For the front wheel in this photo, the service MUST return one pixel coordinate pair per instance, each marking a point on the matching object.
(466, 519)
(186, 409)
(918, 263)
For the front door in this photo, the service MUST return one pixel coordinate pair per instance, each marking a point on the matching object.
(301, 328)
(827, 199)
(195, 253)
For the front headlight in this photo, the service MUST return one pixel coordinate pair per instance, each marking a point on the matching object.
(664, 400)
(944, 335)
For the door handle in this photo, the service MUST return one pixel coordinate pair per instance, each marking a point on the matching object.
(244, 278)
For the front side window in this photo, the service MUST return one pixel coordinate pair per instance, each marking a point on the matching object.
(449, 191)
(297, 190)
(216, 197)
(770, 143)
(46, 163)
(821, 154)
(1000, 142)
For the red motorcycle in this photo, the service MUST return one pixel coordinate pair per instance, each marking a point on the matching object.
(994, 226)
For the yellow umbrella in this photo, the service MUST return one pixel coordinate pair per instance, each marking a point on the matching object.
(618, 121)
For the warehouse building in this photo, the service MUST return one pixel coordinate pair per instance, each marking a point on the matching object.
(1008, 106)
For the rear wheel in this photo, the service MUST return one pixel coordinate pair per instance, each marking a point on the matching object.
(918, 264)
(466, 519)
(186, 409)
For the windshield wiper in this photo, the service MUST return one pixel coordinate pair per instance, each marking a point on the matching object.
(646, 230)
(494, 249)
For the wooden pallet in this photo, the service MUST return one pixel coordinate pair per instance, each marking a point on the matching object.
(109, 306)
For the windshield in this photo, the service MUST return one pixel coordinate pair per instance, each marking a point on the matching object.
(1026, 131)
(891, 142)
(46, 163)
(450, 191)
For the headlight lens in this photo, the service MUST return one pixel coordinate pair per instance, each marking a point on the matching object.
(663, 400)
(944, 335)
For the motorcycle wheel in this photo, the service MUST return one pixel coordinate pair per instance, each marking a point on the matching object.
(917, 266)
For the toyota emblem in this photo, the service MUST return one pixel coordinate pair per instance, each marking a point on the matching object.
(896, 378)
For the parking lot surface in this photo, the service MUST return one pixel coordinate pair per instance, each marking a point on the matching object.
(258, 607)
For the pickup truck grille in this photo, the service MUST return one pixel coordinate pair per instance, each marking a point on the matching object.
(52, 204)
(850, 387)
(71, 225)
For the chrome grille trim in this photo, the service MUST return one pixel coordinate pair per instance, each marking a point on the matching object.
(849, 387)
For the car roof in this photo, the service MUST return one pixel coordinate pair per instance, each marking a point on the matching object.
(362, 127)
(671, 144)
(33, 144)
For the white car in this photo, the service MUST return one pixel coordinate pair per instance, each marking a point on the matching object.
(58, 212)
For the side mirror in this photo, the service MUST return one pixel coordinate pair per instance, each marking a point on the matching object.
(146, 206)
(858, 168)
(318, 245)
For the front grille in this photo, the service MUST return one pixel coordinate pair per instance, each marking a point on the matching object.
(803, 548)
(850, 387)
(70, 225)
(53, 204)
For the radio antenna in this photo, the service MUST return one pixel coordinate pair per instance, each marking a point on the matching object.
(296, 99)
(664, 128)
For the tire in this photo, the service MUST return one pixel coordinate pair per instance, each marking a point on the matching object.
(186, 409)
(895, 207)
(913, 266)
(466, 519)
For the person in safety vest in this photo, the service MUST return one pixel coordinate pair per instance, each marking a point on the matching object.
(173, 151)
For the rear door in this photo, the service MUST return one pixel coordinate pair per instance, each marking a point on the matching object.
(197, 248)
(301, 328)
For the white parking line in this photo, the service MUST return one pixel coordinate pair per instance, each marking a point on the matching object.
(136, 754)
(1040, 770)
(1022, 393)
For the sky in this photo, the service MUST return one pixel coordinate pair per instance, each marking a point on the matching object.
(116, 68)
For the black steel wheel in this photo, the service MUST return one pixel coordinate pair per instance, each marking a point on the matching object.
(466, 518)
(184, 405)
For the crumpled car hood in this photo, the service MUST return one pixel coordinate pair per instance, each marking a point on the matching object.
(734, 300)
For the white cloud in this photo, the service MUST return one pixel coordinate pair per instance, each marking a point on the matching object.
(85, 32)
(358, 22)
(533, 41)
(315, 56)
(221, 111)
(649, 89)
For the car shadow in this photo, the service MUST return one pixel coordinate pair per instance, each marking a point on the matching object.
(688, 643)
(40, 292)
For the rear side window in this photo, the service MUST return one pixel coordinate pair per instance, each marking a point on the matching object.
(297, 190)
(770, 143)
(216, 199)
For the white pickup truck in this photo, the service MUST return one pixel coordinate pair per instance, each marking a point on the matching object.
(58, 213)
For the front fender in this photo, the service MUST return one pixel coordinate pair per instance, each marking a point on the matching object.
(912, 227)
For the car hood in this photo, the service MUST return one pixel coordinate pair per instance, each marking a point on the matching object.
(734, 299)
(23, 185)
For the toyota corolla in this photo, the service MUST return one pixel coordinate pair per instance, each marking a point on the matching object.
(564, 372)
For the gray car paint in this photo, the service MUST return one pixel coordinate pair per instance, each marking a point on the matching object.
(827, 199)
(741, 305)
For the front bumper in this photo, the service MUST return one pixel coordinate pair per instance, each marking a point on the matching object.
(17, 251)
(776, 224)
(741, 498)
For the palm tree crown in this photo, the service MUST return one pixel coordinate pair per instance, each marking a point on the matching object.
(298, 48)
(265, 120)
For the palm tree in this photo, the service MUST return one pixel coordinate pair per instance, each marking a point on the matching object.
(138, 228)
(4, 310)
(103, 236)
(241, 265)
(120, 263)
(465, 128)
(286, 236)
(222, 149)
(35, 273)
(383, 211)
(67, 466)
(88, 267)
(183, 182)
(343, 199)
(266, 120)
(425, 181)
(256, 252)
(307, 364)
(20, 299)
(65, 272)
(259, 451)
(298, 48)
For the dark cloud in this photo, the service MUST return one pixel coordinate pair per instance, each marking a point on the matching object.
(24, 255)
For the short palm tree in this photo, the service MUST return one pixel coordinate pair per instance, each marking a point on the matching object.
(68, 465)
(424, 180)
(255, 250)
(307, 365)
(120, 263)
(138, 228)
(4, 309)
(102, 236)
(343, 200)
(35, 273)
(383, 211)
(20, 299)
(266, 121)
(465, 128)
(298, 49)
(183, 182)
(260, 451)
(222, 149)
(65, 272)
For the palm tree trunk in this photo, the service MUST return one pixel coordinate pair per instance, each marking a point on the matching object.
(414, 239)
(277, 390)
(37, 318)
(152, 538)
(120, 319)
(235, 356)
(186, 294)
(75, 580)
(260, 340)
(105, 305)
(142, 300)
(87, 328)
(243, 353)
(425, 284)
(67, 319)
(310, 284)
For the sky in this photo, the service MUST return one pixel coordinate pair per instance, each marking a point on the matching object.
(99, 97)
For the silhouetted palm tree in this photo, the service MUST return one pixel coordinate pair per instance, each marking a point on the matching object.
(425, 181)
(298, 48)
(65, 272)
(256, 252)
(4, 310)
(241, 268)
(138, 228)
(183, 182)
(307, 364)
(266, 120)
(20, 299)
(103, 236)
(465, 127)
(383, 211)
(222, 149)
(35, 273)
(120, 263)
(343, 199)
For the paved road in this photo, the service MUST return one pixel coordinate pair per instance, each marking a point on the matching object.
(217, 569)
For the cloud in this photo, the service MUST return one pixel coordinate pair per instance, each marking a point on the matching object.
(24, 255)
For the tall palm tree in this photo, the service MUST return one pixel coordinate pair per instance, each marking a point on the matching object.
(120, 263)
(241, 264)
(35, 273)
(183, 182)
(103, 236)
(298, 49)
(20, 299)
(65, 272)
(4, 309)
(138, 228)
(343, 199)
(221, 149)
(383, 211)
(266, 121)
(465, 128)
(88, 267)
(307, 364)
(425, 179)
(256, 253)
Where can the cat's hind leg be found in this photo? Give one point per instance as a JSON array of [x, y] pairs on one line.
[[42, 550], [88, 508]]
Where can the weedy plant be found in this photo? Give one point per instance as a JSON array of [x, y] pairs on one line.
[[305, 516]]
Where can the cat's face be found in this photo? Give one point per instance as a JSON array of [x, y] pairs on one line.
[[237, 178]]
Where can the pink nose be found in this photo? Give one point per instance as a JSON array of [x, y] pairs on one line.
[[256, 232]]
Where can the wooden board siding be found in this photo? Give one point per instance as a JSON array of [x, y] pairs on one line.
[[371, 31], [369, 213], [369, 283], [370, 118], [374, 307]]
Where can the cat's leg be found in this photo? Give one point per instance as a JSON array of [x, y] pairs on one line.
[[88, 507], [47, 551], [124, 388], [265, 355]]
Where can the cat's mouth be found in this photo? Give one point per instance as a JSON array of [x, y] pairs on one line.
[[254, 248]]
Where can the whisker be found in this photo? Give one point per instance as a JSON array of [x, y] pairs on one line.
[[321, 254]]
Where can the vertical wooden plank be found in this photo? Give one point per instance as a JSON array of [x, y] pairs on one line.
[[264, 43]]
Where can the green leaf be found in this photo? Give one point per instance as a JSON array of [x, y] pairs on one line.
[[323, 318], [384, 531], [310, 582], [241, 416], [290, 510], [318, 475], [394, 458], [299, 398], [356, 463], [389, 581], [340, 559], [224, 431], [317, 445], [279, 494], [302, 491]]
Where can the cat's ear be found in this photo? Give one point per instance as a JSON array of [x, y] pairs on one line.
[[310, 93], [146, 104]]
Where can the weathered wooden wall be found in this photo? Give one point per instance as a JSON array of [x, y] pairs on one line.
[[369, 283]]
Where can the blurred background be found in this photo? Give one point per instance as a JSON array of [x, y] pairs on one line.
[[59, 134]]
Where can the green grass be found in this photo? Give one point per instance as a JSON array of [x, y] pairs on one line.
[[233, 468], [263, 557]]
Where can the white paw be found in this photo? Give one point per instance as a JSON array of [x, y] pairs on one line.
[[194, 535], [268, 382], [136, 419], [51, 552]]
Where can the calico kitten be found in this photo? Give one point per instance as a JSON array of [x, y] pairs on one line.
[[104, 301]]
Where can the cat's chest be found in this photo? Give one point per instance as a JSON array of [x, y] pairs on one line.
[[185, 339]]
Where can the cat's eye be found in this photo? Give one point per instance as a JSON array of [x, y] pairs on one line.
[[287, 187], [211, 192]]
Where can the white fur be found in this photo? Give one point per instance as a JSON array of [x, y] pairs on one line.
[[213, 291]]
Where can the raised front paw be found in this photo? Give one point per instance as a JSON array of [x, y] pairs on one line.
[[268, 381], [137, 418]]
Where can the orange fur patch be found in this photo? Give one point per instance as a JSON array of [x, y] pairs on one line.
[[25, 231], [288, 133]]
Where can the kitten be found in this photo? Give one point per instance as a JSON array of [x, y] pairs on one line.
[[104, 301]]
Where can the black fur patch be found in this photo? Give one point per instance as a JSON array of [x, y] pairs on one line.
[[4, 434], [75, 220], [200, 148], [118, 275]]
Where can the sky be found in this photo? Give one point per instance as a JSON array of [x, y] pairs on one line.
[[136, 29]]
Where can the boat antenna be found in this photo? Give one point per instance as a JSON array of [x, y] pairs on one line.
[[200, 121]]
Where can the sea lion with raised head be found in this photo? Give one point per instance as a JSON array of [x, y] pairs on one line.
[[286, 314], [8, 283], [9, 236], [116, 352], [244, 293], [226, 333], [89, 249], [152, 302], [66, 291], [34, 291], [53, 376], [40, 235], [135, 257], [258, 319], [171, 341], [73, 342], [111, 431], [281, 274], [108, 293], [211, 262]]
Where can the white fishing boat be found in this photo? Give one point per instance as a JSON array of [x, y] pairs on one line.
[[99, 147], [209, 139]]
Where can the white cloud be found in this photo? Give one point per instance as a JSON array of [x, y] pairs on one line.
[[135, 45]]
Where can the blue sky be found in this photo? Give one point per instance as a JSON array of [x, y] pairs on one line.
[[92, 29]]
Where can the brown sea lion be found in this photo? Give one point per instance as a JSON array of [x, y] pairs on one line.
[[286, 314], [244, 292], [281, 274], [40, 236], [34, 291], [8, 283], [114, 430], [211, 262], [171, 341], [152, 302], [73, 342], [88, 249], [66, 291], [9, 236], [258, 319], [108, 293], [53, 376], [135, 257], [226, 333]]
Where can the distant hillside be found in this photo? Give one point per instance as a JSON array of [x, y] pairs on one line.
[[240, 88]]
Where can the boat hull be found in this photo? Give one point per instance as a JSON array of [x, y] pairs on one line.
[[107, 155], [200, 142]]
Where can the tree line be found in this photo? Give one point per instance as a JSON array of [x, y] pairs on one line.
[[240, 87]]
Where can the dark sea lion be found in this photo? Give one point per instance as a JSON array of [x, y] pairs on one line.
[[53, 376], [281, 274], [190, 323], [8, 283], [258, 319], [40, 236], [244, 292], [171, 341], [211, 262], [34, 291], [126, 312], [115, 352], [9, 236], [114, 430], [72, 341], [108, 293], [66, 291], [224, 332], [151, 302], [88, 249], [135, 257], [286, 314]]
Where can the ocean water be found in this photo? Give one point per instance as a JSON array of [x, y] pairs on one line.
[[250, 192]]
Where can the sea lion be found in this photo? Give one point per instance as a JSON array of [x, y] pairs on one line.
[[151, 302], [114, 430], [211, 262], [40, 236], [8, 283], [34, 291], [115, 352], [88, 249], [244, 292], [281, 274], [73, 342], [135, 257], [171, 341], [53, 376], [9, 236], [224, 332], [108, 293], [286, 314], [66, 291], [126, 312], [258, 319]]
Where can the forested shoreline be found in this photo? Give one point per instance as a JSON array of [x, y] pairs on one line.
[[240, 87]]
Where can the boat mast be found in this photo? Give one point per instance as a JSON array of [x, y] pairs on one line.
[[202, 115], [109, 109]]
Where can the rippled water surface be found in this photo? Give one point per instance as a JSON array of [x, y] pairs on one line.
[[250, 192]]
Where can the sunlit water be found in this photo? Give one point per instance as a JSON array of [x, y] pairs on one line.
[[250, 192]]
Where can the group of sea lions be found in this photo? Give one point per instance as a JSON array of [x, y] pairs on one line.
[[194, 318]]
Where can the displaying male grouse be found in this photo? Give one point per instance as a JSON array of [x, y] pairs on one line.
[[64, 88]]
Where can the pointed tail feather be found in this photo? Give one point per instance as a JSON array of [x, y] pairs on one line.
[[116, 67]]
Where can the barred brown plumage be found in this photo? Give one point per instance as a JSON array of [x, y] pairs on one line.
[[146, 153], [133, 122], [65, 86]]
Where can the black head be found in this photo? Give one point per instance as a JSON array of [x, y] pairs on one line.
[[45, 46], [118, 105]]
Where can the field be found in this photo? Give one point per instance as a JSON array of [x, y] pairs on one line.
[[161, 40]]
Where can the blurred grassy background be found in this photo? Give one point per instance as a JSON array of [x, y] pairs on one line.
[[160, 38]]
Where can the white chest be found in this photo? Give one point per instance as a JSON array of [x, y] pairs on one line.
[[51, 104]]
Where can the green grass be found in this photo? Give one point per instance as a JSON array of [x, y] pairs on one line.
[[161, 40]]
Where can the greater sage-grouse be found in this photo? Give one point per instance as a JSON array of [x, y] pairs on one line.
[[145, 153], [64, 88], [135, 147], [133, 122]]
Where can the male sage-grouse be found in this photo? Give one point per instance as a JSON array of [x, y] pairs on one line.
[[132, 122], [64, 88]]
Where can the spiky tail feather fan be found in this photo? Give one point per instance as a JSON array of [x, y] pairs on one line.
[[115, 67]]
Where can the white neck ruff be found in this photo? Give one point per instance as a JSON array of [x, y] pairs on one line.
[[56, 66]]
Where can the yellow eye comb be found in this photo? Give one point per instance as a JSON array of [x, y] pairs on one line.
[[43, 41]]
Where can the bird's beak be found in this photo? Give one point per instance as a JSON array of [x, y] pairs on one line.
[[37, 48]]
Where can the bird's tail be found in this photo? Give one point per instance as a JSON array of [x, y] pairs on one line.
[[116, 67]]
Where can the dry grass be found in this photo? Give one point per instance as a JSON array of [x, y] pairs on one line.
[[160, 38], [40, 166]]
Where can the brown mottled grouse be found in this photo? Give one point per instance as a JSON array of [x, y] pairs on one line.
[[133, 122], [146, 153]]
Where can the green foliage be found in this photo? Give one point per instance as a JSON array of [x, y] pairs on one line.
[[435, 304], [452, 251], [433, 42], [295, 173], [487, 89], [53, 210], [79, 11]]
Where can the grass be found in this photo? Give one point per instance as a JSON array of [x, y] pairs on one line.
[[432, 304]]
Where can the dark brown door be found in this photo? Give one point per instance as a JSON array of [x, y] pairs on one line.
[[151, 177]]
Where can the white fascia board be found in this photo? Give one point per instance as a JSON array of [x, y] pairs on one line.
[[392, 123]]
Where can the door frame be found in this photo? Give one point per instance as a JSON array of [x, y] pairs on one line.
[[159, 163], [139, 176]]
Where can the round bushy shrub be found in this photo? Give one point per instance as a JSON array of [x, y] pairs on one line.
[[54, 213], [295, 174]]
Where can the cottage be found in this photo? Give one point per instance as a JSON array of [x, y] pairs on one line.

_ _ _ _ _ _ _

Task to complete ▸
Once the line containing "Where can the dry" is found, print it and every line after it through the end of the listing, exactly and alone.

Output of the exercise ▸
Where can the dry grass be found in this photo? Give one point per instance as a JSON array of [x, y] pairs on one line.
[[160, 38], [40, 166]]
Where can the brown mottled grouse be found in this photo? Give one point per instance as a JSON array of [x, y] pairs on one line.
[[133, 122], [146, 153]]
Where can the green foliage be found in this photo? Give one point per instance as a JSON array of [x, y] pairs on one line.
[[435, 304], [452, 251], [433, 42], [295, 173], [487, 89], [53, 210], [79, 11]]
Where can the grass be found in this photo? Give one point per instance as a JSON array of [x, y] pairs on one line.
[[432, 304]]
Where can the dark brown door be found in this photo? Give one point per instance as a JSON array of [x, y] pairs on one line.
[[151, 177]]
Where can the white fascia board be found in this photo? Give one point per instance as a JSON array of [x, y] pairs on one line.
[[392, 123]]
Where can the door frame be found in this photo? Give one point per instance as a JSON array of [x, y] pairs on one line.
[[159, 163], [139, 176]]
Where can the round bushy shrub be found in this photo? Give one point per instance as a JSON array of [x, y] pairs on one line.
[[54, 213], [295, 174]]
Where can the cottage be found in this photo? Give one point per instance as a JSON array of [x, y] pairs on one line.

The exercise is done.